__Document section__
— Begin —
2. Push Model (Fan-out-on-write)

a. How it Works

The push model immediately sends a new post to all followers as soon as it's created. The distribution work is done at the time of writing the post.

b. Advantages

  • Reduces Read Operations: Minimizes the need to search through a user's entire friends and follower list for updates.

c. Challenges

  • Increased Write Operations: Can be problematic for users with many friends or followers, leading to a surge in database write operations.

Feed Publishing

3. Hybrid Model

a. How it Works

The hybrid model combines features of both the pull and push models. It may, for example, allow users with fewer followers to use the push model, while employing the pull model for those with more followers.

b. Advantages

  • Balanced Approach: By selectively applying the pull and push models, the hybrid approach can optimize resource usage and performance.

c. Challenges

  • Complexity: Striking the right balance between the pull and push models requires careful design and may introduce additional complexity.

Feed publishing is an art and science that balances user experience, system performance, and resource utilization. Understanding the pull, push, and hybrid models provides insights into the mechanisms that enable timely and efficient content delivery on platforms like Facebook.

Each approach has its unique characteristics, benefits, and challenges. The choice of which to use depends on factors such as the user base, system architecture, and desired user experience.

The Art of Ranking the Newsfeed: Understanding Facebook's Edge Rank Algorithm

In the dynamic world of social media, ensuring that users see the content most relevant to them is paramount. Facebook's Edge Rank Algorithm plays a crucial role in this by ranking feed items according to their relevance to each specific user. Let's delve into how this algorithm works and the factors that determine the rank of feed items.

1. What is the Edge Rank Algorithm?

The term "edge" refers to every small activity on Facebook, such as posts, likes, shares, etc. The Edge Rank Algorithm ranks each edge connected to a user according to its relevance. Edges with higher ranks are displayed prominently in the user's feed.

2. Components of the Ranking Formula

The rank for each feed item is determined by the following formula:

Rank=Affinity×Weight×Decay

Let's break down these components:

a. Affinity: The Closeness Factor

Affinity measures the "closeness" between the user and the creator of the edge. It reflects how often the user interacts with the creator through likes, comments, or messages.
— End —
__Data excerpt__
— Begin —
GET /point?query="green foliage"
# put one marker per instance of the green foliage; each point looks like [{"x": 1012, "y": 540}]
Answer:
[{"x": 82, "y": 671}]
— End —
__Written exercise__
Reproduce the newsfeed text above word for word, from "Each approach has" to "of feed items.".

__Final answer__
Each approach has its unique characteristics, benefits, and challenges. The choice of which to use depends on factors such as the user base, system architecture, and desired user experience.

The Art of Ranking the Newsfeed: Understanding Facebook's Edge Rank Algorithm

In the dynamic world of social media, ensuring that users see the content most relevant to them is paramount. Facebook's Edge Rank Algorithm plays a crucial role in this by ranking feed items according to their relevance to each specific user. Let's delve into how this algorithm works and the factors that determine the rank of feed items.